(SUPPLIED MATERIAL Opens)

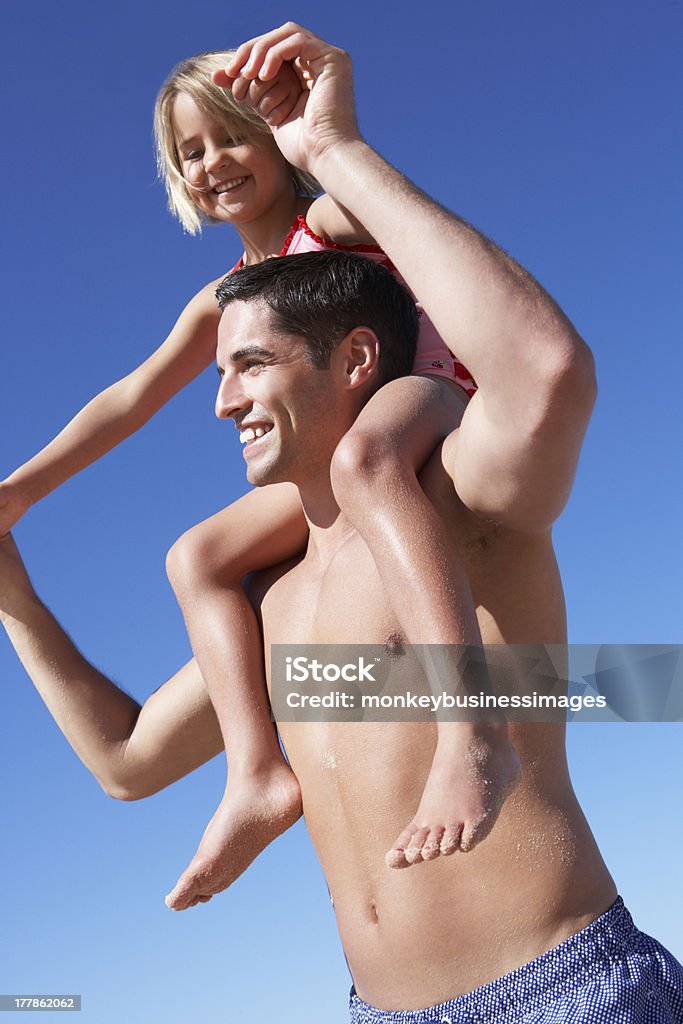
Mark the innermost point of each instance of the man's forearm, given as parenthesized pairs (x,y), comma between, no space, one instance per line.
(488,309)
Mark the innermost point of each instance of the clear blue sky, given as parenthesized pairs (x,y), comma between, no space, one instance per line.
(549,126)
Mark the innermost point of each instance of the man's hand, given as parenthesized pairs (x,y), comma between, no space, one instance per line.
(16,593)
(324,114)
(13,503)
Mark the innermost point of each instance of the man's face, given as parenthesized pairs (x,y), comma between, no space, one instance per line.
(289,413)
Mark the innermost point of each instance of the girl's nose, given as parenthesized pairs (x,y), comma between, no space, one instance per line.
(215,158)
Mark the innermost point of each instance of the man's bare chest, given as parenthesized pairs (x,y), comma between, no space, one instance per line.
(341,602)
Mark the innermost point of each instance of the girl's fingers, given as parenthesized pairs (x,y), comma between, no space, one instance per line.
(222,79)
(262,57)
(249,56)
(240,88)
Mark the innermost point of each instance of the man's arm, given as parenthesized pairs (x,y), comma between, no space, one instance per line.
(514,457)
(132,751)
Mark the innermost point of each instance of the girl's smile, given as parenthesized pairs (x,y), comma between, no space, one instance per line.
(232,178)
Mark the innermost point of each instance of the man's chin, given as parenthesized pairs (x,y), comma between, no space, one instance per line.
(261,475)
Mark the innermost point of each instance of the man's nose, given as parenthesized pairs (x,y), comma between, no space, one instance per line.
(230,398)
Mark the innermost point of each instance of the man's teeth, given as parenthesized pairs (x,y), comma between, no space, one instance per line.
(251,433)
(229,184)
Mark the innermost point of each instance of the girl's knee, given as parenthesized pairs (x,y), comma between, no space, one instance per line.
(196,561)
(359,462)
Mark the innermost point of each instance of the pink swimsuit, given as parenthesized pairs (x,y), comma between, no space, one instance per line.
(433,357)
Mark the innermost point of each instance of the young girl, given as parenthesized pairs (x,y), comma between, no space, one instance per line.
(220,164)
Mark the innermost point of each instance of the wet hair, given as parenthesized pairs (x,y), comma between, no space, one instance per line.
(323,296)
(193,77)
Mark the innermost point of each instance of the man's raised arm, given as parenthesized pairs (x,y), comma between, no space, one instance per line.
(132,751)
(514,457)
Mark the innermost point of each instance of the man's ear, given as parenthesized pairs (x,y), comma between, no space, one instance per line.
(360,352)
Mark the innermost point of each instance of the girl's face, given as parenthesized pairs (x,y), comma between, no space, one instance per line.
(235,179)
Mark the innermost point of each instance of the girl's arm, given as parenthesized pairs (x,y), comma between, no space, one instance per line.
(119,411)
(132,751)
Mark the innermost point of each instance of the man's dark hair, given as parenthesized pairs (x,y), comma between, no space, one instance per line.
(322,296)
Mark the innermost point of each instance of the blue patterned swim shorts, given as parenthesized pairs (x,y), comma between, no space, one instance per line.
(610,973)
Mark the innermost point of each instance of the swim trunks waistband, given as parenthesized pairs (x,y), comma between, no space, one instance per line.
(609,973)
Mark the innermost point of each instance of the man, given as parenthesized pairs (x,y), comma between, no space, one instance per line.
(428,937)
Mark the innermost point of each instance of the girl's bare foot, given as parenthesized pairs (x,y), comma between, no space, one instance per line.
(474,770)
(255,809)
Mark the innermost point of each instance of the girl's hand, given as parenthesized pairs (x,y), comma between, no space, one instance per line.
(273,100)
(324,115)
(13,503)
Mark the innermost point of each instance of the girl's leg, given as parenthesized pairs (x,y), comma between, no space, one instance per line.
(375,476)
(206,567)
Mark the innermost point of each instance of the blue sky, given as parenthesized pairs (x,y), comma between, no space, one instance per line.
(551,128)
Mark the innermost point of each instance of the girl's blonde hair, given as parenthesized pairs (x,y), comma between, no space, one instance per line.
(194,77)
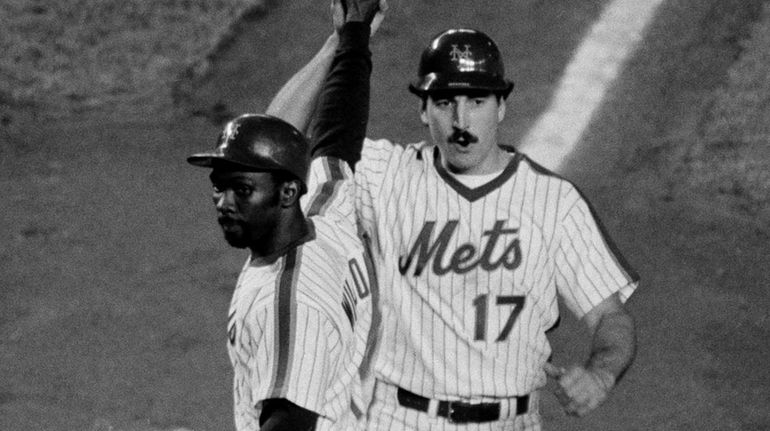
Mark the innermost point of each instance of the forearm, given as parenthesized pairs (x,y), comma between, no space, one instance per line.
(296,100)
(613,346)
(343,107)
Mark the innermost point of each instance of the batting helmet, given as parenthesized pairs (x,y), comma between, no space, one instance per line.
(460,59)
(259,142)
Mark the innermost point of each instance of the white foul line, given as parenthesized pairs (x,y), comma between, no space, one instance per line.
(592,70)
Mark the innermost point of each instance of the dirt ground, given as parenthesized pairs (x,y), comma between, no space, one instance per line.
(116,281)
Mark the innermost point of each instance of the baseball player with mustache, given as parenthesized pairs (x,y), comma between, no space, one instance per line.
(472,244)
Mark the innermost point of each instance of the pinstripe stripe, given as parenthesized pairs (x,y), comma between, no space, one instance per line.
(333,173)
(285,321)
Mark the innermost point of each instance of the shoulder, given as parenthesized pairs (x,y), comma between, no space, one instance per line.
(529,167)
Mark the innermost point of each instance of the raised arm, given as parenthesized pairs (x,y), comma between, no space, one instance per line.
(295,101)
(343,105)
(331,92)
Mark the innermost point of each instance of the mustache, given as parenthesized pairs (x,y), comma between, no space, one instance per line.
(463,137)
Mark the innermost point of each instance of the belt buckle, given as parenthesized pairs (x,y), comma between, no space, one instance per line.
(451,414)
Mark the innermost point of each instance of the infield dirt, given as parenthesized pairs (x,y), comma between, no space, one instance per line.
(116,281)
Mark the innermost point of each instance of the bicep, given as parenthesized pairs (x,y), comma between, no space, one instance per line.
(281,414)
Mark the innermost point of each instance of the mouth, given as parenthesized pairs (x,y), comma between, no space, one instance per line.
(228,224)
(463,138)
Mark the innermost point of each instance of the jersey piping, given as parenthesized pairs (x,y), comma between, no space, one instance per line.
(474,194)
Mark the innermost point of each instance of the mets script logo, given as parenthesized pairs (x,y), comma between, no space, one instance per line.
(458,55)
(467,256)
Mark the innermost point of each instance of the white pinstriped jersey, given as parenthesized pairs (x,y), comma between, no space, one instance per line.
(299,322)
(469,277)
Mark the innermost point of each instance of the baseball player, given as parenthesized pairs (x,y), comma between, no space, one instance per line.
(472,243)
(301,311)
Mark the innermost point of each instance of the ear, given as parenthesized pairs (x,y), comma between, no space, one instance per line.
(289,193)
(501,109)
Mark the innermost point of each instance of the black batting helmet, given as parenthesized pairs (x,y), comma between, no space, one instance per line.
(461,59)
(259,142)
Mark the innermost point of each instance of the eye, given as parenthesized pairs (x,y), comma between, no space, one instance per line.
(243,191)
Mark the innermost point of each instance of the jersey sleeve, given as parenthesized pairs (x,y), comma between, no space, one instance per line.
(371,179)
(296,358)
(589,267)
(331,191)
(343,104)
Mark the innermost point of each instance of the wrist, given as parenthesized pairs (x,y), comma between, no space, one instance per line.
(606,378)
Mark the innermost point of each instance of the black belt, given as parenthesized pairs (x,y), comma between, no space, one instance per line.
(458,411)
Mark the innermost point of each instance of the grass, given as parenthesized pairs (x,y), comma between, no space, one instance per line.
(88,52)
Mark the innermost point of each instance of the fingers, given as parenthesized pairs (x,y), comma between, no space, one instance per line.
(376,21)
(579,390)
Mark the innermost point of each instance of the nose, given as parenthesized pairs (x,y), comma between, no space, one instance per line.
(459,114)
(223,200)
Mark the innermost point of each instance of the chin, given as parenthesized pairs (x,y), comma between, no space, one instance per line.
(236,241)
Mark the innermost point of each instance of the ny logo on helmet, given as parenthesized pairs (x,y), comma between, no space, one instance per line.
(458,55)
(231,131)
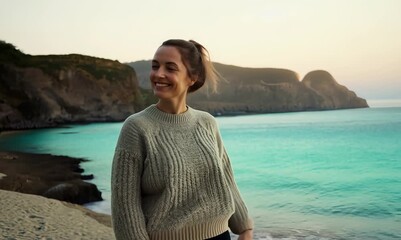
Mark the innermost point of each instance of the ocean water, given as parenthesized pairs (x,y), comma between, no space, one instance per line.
(305,175)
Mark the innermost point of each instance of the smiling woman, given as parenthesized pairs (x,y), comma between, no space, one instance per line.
(171,176)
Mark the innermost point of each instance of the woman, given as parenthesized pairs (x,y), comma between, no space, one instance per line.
(171,176)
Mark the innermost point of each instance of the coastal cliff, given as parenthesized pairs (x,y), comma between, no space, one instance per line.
(265,90)
(44,91)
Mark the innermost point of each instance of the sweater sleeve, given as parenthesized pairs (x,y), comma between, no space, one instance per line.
(240,220)
(127,216)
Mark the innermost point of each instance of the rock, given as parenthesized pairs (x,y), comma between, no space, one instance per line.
(47,175)
(44,91)
(74,192)
(264,90)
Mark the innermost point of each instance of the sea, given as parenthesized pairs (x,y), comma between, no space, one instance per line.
(303,175)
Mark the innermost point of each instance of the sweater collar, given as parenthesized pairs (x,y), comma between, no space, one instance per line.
(168,117)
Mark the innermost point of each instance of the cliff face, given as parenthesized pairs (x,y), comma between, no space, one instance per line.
(42,91)
(264,90)
(333,95)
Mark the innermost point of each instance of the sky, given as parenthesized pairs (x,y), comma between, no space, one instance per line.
(357,41)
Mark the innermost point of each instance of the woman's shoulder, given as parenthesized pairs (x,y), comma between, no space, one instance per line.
(137,120)
(204,116)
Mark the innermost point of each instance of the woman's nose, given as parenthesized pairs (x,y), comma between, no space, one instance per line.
(160,72)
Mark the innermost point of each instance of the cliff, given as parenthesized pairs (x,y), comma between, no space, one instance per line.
(43,91)
(265,90)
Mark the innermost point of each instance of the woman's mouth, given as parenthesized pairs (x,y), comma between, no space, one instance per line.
(162,84)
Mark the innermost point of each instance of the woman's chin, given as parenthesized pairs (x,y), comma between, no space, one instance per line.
(161,95)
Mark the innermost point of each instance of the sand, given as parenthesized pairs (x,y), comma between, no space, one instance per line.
(26,216)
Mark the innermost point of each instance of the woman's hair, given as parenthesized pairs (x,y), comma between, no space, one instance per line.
(197,62)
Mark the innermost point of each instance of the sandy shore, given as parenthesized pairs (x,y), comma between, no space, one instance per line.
(26,216)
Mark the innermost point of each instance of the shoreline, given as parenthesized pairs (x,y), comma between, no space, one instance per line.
(27,216)
(51,176)
(28,209)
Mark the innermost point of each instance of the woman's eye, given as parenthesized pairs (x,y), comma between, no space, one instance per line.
(171,69)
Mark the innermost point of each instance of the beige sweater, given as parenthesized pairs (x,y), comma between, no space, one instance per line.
(172,179)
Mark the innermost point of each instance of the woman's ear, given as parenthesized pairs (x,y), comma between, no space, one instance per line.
(193,80)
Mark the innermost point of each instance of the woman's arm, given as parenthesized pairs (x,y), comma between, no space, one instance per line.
(126,203)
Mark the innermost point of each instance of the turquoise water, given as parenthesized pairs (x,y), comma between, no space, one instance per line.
(306,175)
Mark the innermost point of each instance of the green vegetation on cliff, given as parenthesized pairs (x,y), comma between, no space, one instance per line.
(53,64)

(SUPPLIED MATERIAL Closes)

• _TASK DETAILS_
Transcribe exactly the line containing "Mark the innermost point of each instance of the green" and all remaining lines of the material, ending with the last one.

• _ANSWER SECTION_
Mark the innermost point of each instance of the green vegetation on cliff, given as parenthesized pairs (x,y), comma between, no space, one instance per line.
(53,64)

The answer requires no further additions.